> _WHAT THE TASK ASKS_
Keeping each word and mark in place, write out the full listing once more.

> _EXCERPTED DATA_
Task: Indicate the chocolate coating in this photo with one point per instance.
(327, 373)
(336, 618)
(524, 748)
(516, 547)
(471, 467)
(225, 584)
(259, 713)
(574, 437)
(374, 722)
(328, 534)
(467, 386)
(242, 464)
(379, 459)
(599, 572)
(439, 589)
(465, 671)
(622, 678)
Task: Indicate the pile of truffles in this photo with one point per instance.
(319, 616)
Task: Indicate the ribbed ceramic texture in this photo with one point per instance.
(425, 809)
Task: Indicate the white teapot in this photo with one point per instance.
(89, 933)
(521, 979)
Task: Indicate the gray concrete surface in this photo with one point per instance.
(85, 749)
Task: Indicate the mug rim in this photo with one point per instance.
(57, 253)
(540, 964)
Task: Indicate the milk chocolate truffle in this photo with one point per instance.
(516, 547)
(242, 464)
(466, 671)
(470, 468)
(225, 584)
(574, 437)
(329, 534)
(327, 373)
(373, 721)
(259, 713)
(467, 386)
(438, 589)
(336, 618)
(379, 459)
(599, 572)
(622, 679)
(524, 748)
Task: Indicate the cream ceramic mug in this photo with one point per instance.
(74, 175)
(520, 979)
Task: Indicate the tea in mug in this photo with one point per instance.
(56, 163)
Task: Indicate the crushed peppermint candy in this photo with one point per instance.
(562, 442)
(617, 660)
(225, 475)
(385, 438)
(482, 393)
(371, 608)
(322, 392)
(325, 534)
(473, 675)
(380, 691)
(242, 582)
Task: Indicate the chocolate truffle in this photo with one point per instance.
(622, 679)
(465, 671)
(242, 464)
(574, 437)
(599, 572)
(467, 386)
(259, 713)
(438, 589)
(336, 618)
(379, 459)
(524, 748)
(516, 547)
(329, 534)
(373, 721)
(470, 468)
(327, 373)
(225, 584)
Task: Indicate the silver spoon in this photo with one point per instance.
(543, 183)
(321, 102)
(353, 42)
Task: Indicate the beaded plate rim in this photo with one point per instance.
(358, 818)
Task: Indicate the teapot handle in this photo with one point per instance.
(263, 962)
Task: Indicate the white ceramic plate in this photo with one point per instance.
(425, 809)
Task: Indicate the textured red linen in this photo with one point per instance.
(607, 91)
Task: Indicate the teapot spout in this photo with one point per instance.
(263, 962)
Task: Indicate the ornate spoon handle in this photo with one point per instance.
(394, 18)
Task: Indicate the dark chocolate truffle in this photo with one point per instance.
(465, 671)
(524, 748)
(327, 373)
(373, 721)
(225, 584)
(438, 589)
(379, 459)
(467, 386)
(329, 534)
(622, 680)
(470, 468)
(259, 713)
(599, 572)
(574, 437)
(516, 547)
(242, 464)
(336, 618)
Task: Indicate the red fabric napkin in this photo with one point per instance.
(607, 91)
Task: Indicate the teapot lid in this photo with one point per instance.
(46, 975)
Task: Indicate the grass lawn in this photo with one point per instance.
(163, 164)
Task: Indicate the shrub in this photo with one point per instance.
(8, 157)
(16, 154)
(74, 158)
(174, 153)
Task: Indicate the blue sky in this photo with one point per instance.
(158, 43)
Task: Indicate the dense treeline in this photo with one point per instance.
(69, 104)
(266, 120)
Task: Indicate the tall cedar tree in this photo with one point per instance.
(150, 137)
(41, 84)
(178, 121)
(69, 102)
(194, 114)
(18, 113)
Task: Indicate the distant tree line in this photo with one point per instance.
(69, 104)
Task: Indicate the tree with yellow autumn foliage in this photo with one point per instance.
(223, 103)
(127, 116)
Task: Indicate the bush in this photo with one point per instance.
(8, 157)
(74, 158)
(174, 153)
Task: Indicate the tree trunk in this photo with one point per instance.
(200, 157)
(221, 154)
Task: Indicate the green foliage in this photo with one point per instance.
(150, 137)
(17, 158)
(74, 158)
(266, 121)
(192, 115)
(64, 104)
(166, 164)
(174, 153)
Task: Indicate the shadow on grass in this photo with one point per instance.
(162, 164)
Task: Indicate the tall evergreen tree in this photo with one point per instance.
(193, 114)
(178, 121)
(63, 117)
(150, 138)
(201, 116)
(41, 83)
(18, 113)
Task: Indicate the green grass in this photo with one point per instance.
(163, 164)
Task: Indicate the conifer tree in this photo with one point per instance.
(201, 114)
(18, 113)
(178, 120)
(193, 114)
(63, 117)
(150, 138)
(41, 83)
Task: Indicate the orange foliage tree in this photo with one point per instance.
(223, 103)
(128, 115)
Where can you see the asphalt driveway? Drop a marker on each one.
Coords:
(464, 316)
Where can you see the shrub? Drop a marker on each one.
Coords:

> _FINAL ANSWER_
Task: Indicate the chocolate coating in this photo with one point per instance.
(327, 373)
(336, 618)
(524, 748)
(516, 547)
(471, 467)
(225, 584)
(259, 713)
(574, 437)
(374, 722)
(328, 534)
(467, 386)
(242, 464)
(379, 459)
(599, 572)
(439, 589)
(465, 671)
(622, 678)
Task: Indicate the pile of truffles in this photo with one point per instance.
(319, 616)
Task: Indicate the ribbed ceramic texture in this photo with one point per instance.
(425, 809)
Task: Indicate the white teapot in this photo with one point per instance.
(89, 933)
(521, 979)
Task: Indicate the gray concrete surface in this photo with one point per instance.
(85, 749)
Task: Indicate the mug rim in this photo with one point per instance.
(57, 253)
(540, 964)
Task: Indicate the milk chocolate truffle in this photo with one point per instance.
(516, 547)
(242, 464)
(466, 671)
(470, 468)
(225, 584)
(574, 437)
(329, 534)
(327, 373)
(373, 721)
(259, 713)
(467, 386)
(438, 589)
(336, 618)
(379, 459)
(599, 572)
(622, 679)
(524, 748)
Task: Indicate the cream ceramic mug in this photo with one point per instance.
(74, 175)
(520, 979)
Task: Indicate the tea in mug in this photo with one point per instance.
(56, 163)
Task: Indicate the crushed peppermint candy in this photo with one point per instance.
(562, 442)
(617, 660)
(225, 475)
(385, 438)
(482, 393)
(371, 608)
(322, 392)
(325, 534)
(473, 675)
(380, 691)
(242, 582)
Task: Indicate the chocolate truffle in this photo with one point per instance.
(622, 679)
(465, 671)
(242, 464)
(574, 437)
(599, 572)
(467, 386)
(259, 713)
(438, 589)
(336, 618)
(379, 459)
(524, 748)
(516, 547)
(329, 534)
(373, 721)
(470, 468)
(327, 373)
(225, 584)
Task: Indicate the silver spoon in this photo with one point per instance.
(543, 183)
(321, 102)
(353, 42)
Task: Indicate the beaded plate rim in this photo with one point per instance.
(358, 818)
Task: Indicate the teapot handle in this photo with one point per instance.
(263, 962)
Task: Indicate the white ceramic plate in this photo with one point per instance.
(425, 809)
Task: Indicate the textured red linen in this photo with one point per instance.
(607, 91)
Task: Indicate the teapot spout in this photo with one point per instance.
(263, 962)
Task: Indicate the ornate spoon handle in this photo with one point per instance.
(394, 18)
Task: Indicate the dark chocolate truffle in this photo with one point per instance.
(465, 671)
(524, 748)
(327, 373)
(373, 721)
(225, 584)
(438, 589)
(379, 459)
(467, 386)
(329, 534)
(622, 680)
(470, 468)
(259, 713)
(599, 572)
(574, 437)
(516, 547)
(242, 464)
(336, 618)
Task: Indicate the red fabric napkin in this photo with one point per instance.
(607, 91)
Task: Indicate the teapot lid in this photo with one point per instance.
(46, 975)
Task: Indicate the grass lawn in this photo with one point per instance.
(163, 164)
Task: Indicate the shrub in this photo with one point per instance.
(8, 157)
(16, 154)
(74, 158)
(174, 153)
Task: Indicate the blue sky in this photo with one point per instance.
(158, 43)
Task: Indicate the dense treeline in this photo with one point per instance.
(69, 104)
(266, 120)
Task: Indicate the tall cedar tree in this photo with one point per instance.
(150, 137)
(41, 84)
(178, 121)
(69, 102)
(194, 114)
(18, 113)
Task: Indicate the distant tree line in this photo with one point per instance.
(69, 104)
Task: Indicate the tree with yellow autumn foliage in this photo with one point per instance.
(223, 103)
(127, 116)
Task: Indicate the bush in this photo with one point per instance.
(8, 157)
(74, 158)
(174, 153)
Task: Indicate the tree trunk in this photo with one point per instance.
(200, 157)
(221, 154)
Task: Indicate the green foliage in this photo with one point per instance.
(150, 137)
(17, 158)
(74, 158)
(266, 121)
(192, 115)
(64, 104)
(166, 164)
(174, 153)
Task: Indicate the shadow on grass in this photo with one point per instance.
(162, 164)
Task: Indicate the tall evergreen tree in this photo with one point per instance.
(193, 114)
(178, 121)
(63, 117)
(150, 138)
(201, 116)
(41, 83)
(18, 113)
Task: Indicate the green grass in this photo with one point per instance.
(163, 164)
Task: Indicate the conifer tree in this photo with one point per instance.
(201, 114)
(18, 113)
(178, 120)
(193, 114)
(63, 117)
(150, 138)
(41, 83)
Task: Indicate the orange foliage tree in this photo with one point per instance.
(223, 103)
(128, 115)
Where can you see the asphalt driveway? Drop a marker on each one.
Coords:
(464, 316)
Where can you see the shrub? Drop a marker on each one.
Coords:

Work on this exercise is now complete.